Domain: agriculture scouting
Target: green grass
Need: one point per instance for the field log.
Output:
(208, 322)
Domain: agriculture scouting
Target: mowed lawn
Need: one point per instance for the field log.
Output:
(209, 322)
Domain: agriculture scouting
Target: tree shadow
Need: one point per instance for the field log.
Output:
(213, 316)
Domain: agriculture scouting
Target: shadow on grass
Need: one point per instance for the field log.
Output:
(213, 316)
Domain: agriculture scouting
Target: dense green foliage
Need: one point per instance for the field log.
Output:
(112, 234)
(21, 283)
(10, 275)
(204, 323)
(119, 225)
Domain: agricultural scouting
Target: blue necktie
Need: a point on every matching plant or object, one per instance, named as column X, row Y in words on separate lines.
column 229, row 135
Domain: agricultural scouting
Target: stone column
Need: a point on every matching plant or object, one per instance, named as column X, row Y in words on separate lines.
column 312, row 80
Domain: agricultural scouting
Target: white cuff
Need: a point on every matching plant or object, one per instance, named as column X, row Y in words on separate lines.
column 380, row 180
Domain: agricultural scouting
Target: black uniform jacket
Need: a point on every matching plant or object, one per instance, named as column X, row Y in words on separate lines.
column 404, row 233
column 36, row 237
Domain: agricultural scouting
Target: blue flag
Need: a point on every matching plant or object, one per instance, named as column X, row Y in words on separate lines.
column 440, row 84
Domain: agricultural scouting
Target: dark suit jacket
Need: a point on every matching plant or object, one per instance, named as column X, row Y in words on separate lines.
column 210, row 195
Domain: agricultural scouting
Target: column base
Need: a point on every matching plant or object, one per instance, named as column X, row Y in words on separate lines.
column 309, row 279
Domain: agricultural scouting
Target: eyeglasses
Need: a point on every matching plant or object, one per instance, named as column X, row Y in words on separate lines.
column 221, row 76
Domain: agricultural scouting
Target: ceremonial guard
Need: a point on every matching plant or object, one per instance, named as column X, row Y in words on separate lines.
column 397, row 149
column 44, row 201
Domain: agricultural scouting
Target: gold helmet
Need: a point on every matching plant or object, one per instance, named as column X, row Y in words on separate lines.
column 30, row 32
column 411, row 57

=====

■ **The exercise**:
Rewrite all of the rows above, swapping "field log" for "scouting report" wherever it appears. Leave everything else unchanged.

■ **Output below**:
Domain: agriculture scouting
Target: green grass
Need: one point per instance for the scouting report.
Output:
(208, 322)
Domain: agriculture scouting
Target: mowed lawn
Need: one point per instance for the scouting report.
Output:
(209, 322)
Domain: agriculture scouting
Target: tree shadow
Need: one point per instance for the scouting report.
Output:
(213, 316)
Domain: agriculture scouting
Target: shadow on grass
Need: one point per instance for the scouting report.
Output:
(213, 316)
Domain: agriculture scouting
Target: dense green foliage
Need: one point per instance for the scouting report.
Output:
(112, 234)
(21, 283)
(10, 275)
(204, 323)
(119, 225)
Domain: agricultural scouting
Target: blue necktie
Need: a point on every matching plant or object, one per instance, named as column X, row Y in words on separate lines.
column 229, row 135
Domain: agricultural scouting
Target: stone column
Need: a point on every matching plant or object, one per instance, named as column X, row Y in words on separate lines.
column 312, row 80
Domain: agricultural scouting
Target: white cuff
Need: a point on every matching plant or object, one per instance, named as column X, row Y in words on separate lines.
column 380, row 180
Domain: agricultural scouting
Target: black uniform jacket
Need: a point on every matching plant or object, one per instance, named as column X, row Y in words on separate lines.
column 404, row 233
column 36, row 237
Domain: agricultural scouting
Target: blue flag
Need: a point on every matching plant or object, one per instance, named as column X, row Y in words on separate lines.
column 440, row 84
Domain: agricultural scouting
Target: dark suit jacket
Need: a point on every matching plant or object, one per instance, named as column X, row Y in words on separate lines.
column 210, row 195
Domain: agricultural scouting
Target: column base
Need: a point on every matching plant or object, one per instance, named as column X, row Y in words on separate lines.
column 309, row 279
Domain: agricultural scouting
Target: eyeglasses
Need: a point on every matching plant or object, one per instance, named as column X, row Y in words on separate lines.
column 221, row 76
Domain: agricultural scouting
Target: ceremonial guard
Need: a point on every matching plant or object, one per instance, named as column X, row Y in words on separate lines.
column 397, row 149
column 44, row 201
Domain: agricultural scouting
Target: gold helmet
Need: a point on every matching plant or object, one per instance, named as column X, row Y in words on separate lines.
column 30, row 32
column 411, row 57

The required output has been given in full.